START EXTRACTED MATERIAL
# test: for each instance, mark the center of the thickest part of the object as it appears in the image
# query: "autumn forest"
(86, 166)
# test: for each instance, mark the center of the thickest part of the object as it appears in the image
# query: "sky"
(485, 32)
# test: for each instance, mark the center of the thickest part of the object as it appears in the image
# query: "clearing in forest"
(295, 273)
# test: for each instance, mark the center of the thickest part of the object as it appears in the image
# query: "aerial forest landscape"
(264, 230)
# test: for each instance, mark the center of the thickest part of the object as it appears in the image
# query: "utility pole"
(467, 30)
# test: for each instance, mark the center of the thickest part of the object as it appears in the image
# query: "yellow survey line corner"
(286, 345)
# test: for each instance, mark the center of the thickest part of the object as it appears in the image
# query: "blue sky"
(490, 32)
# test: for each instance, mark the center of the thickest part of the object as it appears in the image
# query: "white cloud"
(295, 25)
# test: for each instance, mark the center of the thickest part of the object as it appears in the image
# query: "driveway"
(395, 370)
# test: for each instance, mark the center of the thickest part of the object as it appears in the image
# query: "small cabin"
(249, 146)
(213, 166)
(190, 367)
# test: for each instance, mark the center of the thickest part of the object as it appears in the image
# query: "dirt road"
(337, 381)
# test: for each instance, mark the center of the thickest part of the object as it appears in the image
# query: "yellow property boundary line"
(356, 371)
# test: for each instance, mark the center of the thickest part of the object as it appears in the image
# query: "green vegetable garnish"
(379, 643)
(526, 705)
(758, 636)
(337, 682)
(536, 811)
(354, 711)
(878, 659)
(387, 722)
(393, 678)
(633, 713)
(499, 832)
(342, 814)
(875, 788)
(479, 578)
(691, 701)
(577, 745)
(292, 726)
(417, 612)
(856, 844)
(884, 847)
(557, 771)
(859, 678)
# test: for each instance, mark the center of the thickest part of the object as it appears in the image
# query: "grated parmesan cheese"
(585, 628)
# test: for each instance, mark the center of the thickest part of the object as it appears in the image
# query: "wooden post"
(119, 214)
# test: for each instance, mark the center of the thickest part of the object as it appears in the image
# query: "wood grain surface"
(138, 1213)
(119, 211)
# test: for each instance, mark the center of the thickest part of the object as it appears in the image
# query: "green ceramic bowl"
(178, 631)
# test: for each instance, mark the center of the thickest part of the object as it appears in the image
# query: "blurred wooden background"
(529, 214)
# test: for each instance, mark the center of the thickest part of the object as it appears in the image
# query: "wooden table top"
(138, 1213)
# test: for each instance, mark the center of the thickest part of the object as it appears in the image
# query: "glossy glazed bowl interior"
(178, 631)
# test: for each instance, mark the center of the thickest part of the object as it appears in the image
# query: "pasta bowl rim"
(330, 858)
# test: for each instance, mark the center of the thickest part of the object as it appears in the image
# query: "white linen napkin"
END EXTRACTED MATERIAL
- TASK STATEMENT
Your answer should be the records themselves, returned word for word.

- RESPONSE FOR THIS EXERCISE
# test: for each instance, mark the center of the thickest part of the object as it appears in the image
# query: "autumn forest"
(86, 166)
# test: for each instance, mark the center of the thickest part of the object as it appears in the image
# query: "sky"
(485, 32)
# test: for each instance, mark the center of the thickest part of the object as it appears in the image
# query: "clearing in forest"
(295, 273)
# test: for each instance, mark the center of the thickest part of the object as it appears in the image
# query: "aerial forest landscape"
(264, 230)
# test: for each instance, mark the center of the thickest part of the object as it appears in the image
# query: "utility pole"
(467, 30)
# test: for each instance, mark the center of the thickest part of the object as it appears in the image
# query: "yellow survey line corner"
(286, 345)
# test: for each instance, mark the center of the thickest part of the object as it appears in the image
# query: "blue sky"
(490, 32)
# test: for each instance, mark the center of the thickest part of the object as it appears in the image
# query: "white cloud"
(295, 25)
# test: for each instance, mark the center of the thickest part of the object as it appears in the image
# query: "driveway"
(395, 370)
# test: for each instance, mark the center of the thickest part of the object as it appears in the image
# query: "small cabin"
(249, 146)
(213, 166)
(190, 367)
# test: for each instance, mark the center of the thickest part of the object as it appears in the image
# query: "dirt road"
(337, 381)
# test: for each instance, mark the center of the thickest part of the object as it appears in the image
# query: "yellow property boundary line"
(356, 371)
# test: for each instance, mark the center of the thickest part of the object as it appears in the image
# query: "green vegetable garnish"
(379, 643)
(526, 705)
(758, 636)
(337, 682)
(536, 811)
(354, 711)
(878, 659)
(387, 722)
(393, 678)
(633, 713)
(499, 832)
(342, 814)
(875, 788)
(479, 578)
(691, 701)
(577, 745)
(292, 726)
(417, 612)
(856, 844)
(884, 847)
(557, 771)
(859, 678)
# test: for each instance, mark the center of the thickest part of the object as it appears in the image
# query: "grated parmesan cheese"
(585, 628)
# test: for each instance, mark the center of the thickest part of the object as it appears in the image
# query: "wooden post"
(119, 214)
# test: for each instance, mark the center of the thickest part of the object as it appears in the image
# query: "wood grain surface"
(138, 1213)
(119, 211)
# test: for each instance, mark the center of the thickest part of the object as it appears in the image
# query: "green ceramic bowl"
(178, 631)
# test: for each instance, mark the center of the thickest part of the object as it appears in the image
# query: "blurred wooden background"
(529, 214)
# test: for each instance, mark the center of the thickest part of the object as it appears in the image
# query: "wooden table top"
(138, 1213)
# test: for each instance, mark the center of the thickest part of the object as it appears in the image
# query: "glossy glazed bowl interior"
(178, 631)
# test: for each instance, mark the center of the thickest part of the object as it appears in the image
# query: "pasta bowl rim"
(330, 858)
# test: for each instance, mark the center of the thickest part of the object as it appears in the image
# query: "white linen napkin"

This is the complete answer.